EXERCISE DETAILS >>
I need only the number of lines in this data that contain the string "mahogany".

==========

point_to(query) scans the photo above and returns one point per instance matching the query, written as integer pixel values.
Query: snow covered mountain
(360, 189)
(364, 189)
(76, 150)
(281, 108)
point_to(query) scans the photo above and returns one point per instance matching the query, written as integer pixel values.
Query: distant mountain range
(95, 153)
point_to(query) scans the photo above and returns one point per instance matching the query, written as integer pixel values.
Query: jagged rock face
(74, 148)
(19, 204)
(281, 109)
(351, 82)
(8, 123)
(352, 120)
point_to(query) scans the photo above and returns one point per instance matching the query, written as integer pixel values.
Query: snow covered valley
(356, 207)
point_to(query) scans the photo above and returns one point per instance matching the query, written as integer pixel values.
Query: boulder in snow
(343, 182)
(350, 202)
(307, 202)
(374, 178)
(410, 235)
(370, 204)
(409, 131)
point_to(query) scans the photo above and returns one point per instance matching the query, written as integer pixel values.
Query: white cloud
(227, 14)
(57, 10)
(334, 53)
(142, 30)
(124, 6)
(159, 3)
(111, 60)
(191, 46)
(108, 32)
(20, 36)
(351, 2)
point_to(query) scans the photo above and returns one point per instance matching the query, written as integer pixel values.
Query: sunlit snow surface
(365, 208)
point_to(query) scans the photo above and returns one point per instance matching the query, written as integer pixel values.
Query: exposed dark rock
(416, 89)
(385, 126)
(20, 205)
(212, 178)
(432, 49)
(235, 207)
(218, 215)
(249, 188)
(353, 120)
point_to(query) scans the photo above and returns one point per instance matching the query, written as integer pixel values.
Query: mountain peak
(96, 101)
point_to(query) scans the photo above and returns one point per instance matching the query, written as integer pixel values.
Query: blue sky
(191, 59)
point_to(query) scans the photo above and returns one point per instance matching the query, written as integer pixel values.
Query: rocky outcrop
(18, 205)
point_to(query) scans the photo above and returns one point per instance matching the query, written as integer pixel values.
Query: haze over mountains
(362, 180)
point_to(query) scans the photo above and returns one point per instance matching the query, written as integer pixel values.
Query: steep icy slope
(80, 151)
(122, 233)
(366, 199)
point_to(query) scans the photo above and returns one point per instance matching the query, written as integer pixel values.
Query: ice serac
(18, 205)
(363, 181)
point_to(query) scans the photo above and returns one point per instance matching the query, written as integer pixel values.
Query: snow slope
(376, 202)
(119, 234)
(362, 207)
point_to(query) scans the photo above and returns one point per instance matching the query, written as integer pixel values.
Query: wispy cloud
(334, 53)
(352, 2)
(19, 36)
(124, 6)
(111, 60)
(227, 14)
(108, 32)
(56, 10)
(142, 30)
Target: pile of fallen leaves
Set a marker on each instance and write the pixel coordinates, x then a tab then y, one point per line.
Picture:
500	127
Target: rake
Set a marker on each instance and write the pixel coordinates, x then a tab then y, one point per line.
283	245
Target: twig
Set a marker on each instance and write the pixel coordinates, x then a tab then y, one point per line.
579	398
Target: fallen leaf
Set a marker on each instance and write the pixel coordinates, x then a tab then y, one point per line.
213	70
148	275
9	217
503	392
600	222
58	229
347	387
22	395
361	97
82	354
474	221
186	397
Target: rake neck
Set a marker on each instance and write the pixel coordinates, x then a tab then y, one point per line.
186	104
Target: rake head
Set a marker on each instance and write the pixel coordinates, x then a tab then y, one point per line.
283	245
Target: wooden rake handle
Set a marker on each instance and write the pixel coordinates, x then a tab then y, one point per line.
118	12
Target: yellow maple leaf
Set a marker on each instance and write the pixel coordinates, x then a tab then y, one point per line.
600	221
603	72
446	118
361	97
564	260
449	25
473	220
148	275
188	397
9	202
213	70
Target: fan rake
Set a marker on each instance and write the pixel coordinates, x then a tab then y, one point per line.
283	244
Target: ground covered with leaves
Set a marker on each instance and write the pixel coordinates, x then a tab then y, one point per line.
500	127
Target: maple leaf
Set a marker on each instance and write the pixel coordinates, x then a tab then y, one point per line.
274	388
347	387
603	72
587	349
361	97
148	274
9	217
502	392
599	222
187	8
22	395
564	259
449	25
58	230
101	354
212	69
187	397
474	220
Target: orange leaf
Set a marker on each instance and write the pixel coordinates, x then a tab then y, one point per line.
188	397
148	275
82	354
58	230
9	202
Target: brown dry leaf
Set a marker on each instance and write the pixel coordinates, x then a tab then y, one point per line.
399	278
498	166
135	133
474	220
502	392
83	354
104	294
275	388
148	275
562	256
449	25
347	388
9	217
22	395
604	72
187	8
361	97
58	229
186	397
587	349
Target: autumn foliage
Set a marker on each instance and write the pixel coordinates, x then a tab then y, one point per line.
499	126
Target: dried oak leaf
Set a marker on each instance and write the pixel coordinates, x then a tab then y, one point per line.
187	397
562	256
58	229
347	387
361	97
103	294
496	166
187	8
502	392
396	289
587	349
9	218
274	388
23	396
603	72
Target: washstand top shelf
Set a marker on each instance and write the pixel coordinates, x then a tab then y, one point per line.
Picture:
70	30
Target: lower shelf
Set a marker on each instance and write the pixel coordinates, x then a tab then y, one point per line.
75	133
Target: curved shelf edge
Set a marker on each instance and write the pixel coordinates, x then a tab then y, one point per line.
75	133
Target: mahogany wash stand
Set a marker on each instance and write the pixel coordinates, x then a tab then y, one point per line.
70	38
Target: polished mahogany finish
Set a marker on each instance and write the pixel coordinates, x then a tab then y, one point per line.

==========

RESULT BELOW >>
2